**GOAL:** Summarize the passage on credit and the gold standard in three sentences.

**SOURCE DOCUMENT:**
>>>

It should be clear that it is not the mere availability of credit – due to the influx of gold – which induces new investments and creates conditions of prosperity, but the expected profitability of investments as indicated by the existing profitability of capital. And it is not the contraction of credit – due to an outflow of gold – which issues into capital stagnation, but a lack of profitability of the existing capital, which destroys incentives for new investments and therewith the demand for credits.

An increasing capitalization of production increases the productivity of labor and therewith the competitive ability of an enlarged capital. Where credit expansion leads to capital investments, it also leads to a cheapening of production relative to the production of countries with a lower rate of capital formation. By being able to sell at lower prices, the more-productive countries invade the markets of the less-productive nations. It is therefore not true that credit expansion must always lead to inflationary prices. With a sufficient increase of productivity the supply can match and exceed the demand and can thus not only prevent a rise in prices but even lower them. Instead of losing gold because of adverse trade positions, rapidly expanding economies may increase their gold reserves and thus their money supply in accordance with their credit policies. With a declining profitability of capital, both investments and credit transactions decline. This does not necessarily bring about an increase in sales through foreign commerce, for even the low prices of nations with a contracting economy may still be matched by the prices of nations enjoying a higher productivity in expanding economies. There will then be no influx of money from abroad to stimulate the economic activity of the relatively stagnating nations.

Moreover, with the establishment of the world market the conditions of prosperity, stagnation, and depression became world-wide phenomena. While these conditions affected different nations to different degrees, none remained unaffected. All capitalist nations tended to expand credits in good times and contract them in bad. In its credit expansion, each nation was limited by the size of its gold reserve. In times of depression there was no pressure on the gold reserve since demand for investment credits was low. At such times, nations would simply wait for a turn of events and engage in an intensified competition for markets and gold.

Despite the gold standard’s disappointing results, only reluctantly, and under the pressure of the Great Depression, was it finally abolished. But since commodity-money was still necessary for settling international payments balances, an international gold exchange mechanism was substituted. Though gold still flows between nations, these flows need not affect domestic money supplies. As gold is now regarded simply as a special kind of money, as international money, gold movements need no longer determine national monetary policies. Inflation and deflation result from government decisions to expand or contract the money and credit supply. Precisely for this reason, some adherents of an unrestricted market economy distrust the present arrangement and long for a return to the “automatism” of the gold standard.

<<<

**DATA:**
>>>

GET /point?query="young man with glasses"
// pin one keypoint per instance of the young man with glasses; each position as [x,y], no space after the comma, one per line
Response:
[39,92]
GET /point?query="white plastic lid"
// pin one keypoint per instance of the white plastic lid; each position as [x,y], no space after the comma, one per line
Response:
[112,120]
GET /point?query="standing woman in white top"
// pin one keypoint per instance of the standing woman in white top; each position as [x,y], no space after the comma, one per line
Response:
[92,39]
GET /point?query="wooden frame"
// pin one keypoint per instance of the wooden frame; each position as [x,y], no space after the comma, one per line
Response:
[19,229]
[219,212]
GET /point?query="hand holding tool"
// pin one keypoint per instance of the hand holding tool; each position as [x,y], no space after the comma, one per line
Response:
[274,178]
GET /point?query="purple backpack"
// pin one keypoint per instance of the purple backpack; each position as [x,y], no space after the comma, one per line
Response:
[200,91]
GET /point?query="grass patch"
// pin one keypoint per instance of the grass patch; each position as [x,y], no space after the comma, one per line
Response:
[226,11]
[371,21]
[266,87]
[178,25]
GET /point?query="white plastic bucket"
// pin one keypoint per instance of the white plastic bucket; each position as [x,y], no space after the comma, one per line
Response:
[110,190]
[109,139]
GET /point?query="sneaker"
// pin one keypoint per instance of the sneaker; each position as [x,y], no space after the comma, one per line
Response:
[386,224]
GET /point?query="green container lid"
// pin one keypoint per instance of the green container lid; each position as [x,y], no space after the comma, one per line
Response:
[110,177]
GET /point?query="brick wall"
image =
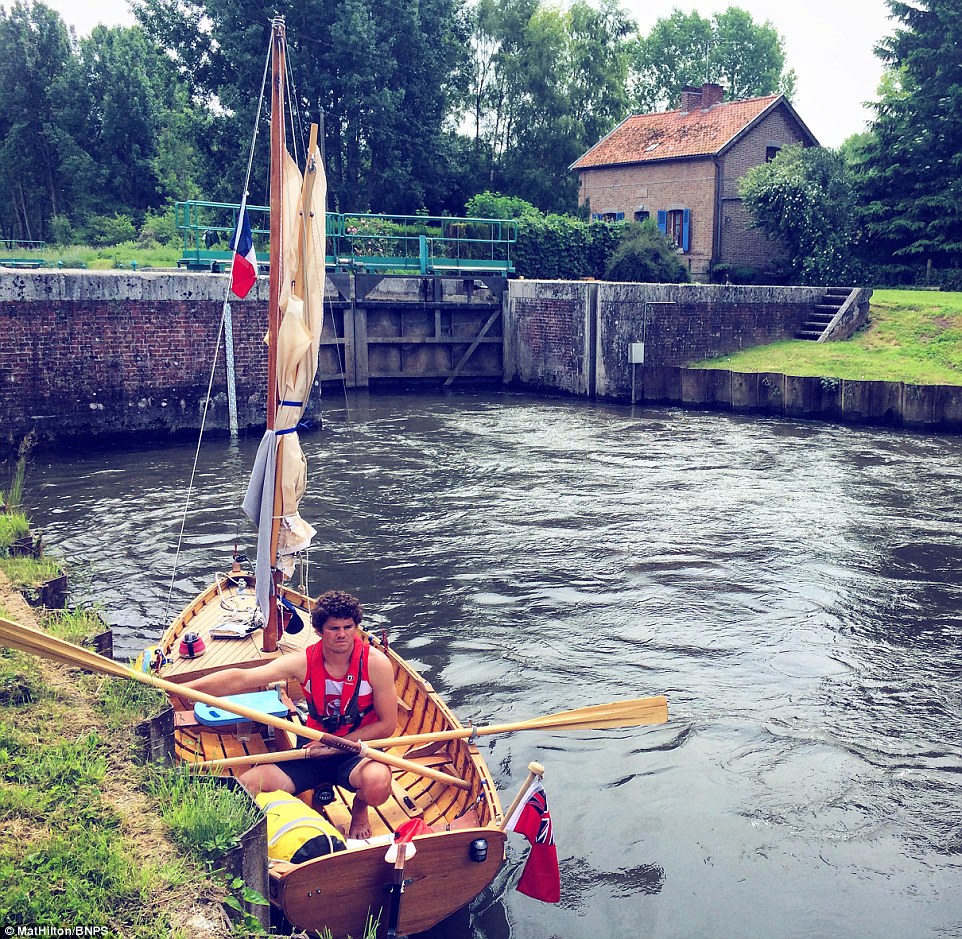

<<<

**CORRECT ANSWER:** New investment and prosperity depend on the expected profitability of capital, not on credit made available by gold inflows, and stagnation comes from a lack of profitability rather than from a contraction of credit. Credit expansion that leads to capital investment raises labor productivity and can keep prices from rising or even lower them, allowing more-productive nations to invade the markets of less-productive ones and add to their gold reserves, while the world market made prosperity, stagnation, and depression world-wide. The gold standard was abolished only under the pressure of the Great Depression and replaced by an international gold exchange mechanism, so gold flows need not affect domestic money supplies, and inflation and deflation now result from government decisions.